### Exercise prompt:
Where the records below reach the line containing "Where can the utility", start transcribing, and end with the line containing "Where can the distant building", exactly and with nothing else added.

### Data provided:
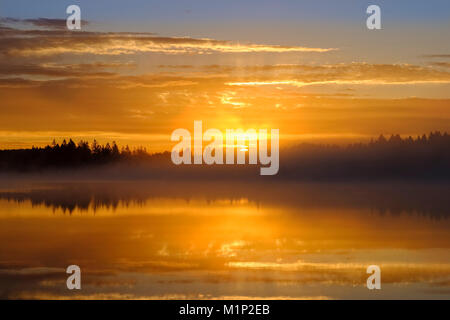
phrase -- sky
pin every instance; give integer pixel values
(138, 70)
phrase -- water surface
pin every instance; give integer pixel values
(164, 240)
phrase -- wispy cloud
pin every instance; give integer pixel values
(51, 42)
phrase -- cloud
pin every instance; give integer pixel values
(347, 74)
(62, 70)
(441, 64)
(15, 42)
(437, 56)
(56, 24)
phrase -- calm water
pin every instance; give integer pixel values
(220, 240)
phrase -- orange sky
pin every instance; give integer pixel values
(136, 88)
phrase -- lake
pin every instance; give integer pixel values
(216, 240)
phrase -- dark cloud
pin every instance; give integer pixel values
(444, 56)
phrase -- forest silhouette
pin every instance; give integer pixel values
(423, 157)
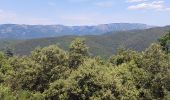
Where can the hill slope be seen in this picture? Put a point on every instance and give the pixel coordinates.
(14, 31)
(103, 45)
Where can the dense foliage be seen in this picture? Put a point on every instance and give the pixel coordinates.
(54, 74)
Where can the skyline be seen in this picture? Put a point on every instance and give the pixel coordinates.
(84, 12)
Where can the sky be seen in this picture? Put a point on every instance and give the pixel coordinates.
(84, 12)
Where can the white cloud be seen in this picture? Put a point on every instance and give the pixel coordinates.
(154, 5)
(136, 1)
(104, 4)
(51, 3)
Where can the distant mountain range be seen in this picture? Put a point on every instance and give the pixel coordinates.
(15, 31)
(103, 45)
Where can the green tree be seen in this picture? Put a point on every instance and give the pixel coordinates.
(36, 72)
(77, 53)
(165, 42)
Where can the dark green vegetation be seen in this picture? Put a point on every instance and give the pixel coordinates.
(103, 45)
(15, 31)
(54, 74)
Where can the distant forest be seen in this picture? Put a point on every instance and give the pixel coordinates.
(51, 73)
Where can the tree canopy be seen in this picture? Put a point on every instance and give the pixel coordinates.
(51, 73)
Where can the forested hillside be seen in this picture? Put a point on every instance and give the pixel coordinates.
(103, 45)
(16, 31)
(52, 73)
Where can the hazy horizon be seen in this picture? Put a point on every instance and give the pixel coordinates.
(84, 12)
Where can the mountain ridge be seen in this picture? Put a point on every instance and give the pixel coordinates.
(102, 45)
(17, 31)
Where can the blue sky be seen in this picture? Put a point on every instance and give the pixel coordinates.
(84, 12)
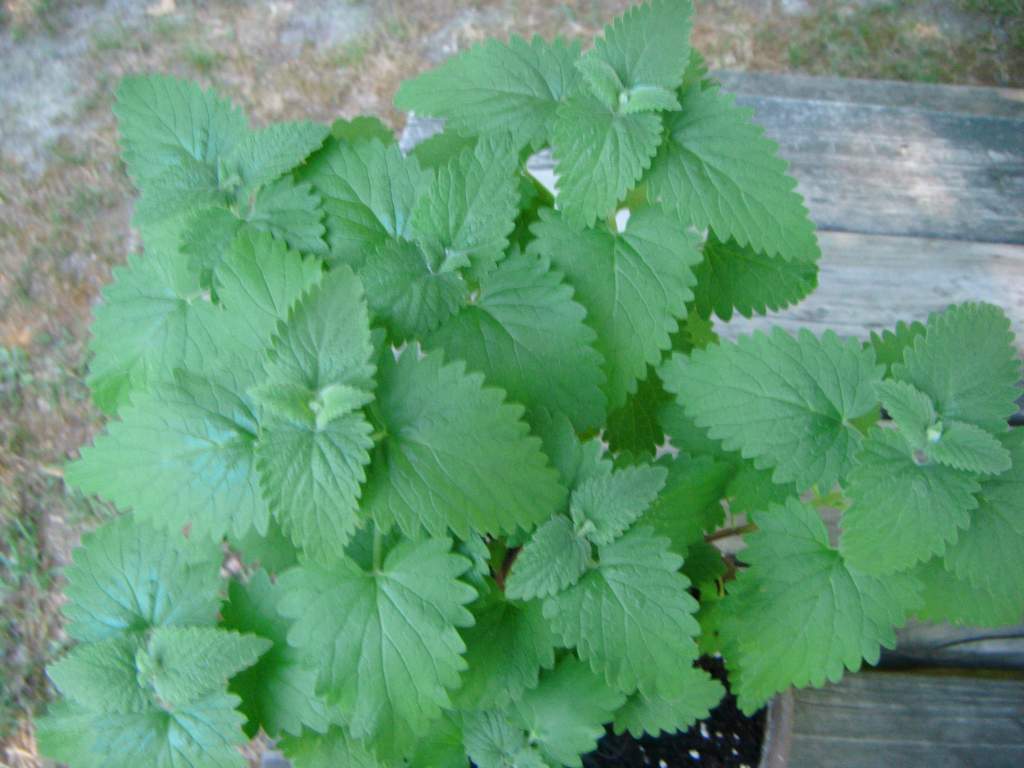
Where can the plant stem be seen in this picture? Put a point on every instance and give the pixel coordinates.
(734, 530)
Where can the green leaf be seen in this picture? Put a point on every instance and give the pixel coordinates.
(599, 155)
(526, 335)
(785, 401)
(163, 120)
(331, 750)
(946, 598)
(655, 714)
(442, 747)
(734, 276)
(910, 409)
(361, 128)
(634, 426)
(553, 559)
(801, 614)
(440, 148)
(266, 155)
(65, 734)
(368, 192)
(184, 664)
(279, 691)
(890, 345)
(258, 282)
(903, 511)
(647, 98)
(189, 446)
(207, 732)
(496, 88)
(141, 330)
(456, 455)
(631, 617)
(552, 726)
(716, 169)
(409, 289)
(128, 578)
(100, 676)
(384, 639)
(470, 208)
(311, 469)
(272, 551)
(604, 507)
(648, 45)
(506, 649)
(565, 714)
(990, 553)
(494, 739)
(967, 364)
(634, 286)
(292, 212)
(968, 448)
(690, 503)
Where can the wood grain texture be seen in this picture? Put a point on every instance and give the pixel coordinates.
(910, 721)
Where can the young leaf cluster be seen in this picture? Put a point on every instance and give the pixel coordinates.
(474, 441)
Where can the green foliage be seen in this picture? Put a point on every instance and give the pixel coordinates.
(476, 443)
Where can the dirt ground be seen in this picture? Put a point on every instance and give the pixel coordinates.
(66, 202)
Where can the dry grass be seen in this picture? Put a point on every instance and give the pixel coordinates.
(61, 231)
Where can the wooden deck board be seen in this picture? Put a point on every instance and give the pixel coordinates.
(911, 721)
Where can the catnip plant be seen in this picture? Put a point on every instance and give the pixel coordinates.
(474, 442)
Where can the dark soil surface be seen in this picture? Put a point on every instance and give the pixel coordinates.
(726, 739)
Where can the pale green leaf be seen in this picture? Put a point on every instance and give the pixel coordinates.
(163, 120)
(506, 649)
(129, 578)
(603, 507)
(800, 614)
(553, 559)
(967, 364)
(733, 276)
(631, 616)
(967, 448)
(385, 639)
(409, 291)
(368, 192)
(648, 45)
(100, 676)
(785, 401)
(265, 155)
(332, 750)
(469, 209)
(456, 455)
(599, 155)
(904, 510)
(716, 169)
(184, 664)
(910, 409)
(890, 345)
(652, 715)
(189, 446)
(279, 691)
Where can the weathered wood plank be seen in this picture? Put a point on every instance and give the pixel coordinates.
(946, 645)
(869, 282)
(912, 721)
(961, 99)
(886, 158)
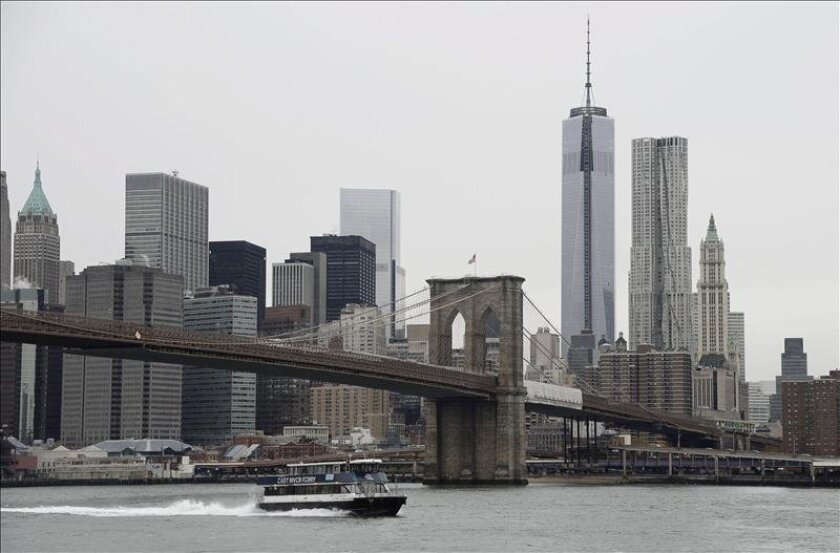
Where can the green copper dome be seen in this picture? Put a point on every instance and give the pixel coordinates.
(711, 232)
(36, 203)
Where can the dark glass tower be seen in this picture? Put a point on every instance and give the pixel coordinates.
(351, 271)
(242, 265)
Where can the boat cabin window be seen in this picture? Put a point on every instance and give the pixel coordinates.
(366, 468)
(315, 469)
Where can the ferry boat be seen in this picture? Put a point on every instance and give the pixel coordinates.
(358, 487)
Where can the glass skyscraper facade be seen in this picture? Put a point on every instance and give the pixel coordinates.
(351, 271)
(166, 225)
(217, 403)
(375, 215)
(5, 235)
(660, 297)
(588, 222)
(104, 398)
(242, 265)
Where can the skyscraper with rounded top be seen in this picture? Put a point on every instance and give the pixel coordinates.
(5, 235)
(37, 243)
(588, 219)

--

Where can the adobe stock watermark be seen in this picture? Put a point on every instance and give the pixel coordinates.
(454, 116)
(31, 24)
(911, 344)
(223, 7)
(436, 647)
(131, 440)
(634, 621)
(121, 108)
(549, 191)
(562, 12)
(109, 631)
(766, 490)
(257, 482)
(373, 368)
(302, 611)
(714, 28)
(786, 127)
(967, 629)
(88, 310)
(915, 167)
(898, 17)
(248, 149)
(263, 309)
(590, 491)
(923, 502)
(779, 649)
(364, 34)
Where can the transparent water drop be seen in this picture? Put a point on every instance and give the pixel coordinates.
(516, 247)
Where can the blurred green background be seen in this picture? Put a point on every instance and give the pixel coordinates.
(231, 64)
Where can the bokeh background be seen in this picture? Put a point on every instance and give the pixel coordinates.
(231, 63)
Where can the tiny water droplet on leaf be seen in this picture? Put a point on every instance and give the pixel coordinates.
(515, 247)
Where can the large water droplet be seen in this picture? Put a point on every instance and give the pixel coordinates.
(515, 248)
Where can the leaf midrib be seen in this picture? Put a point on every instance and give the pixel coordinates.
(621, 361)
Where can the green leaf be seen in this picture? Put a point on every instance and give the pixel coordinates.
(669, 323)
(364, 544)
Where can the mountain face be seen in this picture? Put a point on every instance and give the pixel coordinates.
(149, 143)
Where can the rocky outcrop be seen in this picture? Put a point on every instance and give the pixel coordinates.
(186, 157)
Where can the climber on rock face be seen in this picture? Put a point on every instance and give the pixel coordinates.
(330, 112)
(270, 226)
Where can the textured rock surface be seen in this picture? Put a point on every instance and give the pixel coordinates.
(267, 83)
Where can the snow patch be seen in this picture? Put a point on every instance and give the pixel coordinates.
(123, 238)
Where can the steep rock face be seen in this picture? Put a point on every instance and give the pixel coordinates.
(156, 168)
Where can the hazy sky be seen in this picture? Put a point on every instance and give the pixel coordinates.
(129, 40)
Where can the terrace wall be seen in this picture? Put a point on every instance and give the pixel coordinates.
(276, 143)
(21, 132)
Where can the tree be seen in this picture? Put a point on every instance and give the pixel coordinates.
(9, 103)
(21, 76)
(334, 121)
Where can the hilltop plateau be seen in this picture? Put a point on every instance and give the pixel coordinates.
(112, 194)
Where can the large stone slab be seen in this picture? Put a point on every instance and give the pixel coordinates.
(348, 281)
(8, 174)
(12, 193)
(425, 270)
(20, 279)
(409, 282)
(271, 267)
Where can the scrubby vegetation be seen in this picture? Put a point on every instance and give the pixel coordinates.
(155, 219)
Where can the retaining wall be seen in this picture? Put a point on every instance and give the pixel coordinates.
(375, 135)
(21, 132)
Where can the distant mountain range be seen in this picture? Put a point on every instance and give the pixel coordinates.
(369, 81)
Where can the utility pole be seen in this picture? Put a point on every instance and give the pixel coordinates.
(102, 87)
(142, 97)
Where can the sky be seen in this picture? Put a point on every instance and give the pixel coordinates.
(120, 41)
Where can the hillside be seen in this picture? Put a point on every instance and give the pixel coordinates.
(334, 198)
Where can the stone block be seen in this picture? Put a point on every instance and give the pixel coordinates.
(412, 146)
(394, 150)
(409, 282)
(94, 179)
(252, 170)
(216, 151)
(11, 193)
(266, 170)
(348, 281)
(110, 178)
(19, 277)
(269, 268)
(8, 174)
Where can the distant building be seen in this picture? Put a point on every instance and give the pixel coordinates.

### Your solution:
Where can the utility pole be seen in this picture? Put a point on every instance and give the pixel coordinates.
(102, 87)
(142, 97)
Where can the sky be seen in this picture? Put a point on every instance and give the pixel coordinates.
(120, 41)
Where can the hillside be seen in this picture? Put a point on every instance and give the pixel coordinates.
(334, 198)
Where can the stone block be seen in this picture? Put a point on every instance and give the pixel coordinates.
(412, 146)
(394, 150)
(409, 282)
(94, 179)
(252, 170)
(216, 151)
(11, 193)
(266, 170)
(348, 281)
(110, 178)
(19, 277)
(269, 268)
(8, 174)
Where can the distant building be seen in this picture? Put a point on every instance and give the pixel coordinates.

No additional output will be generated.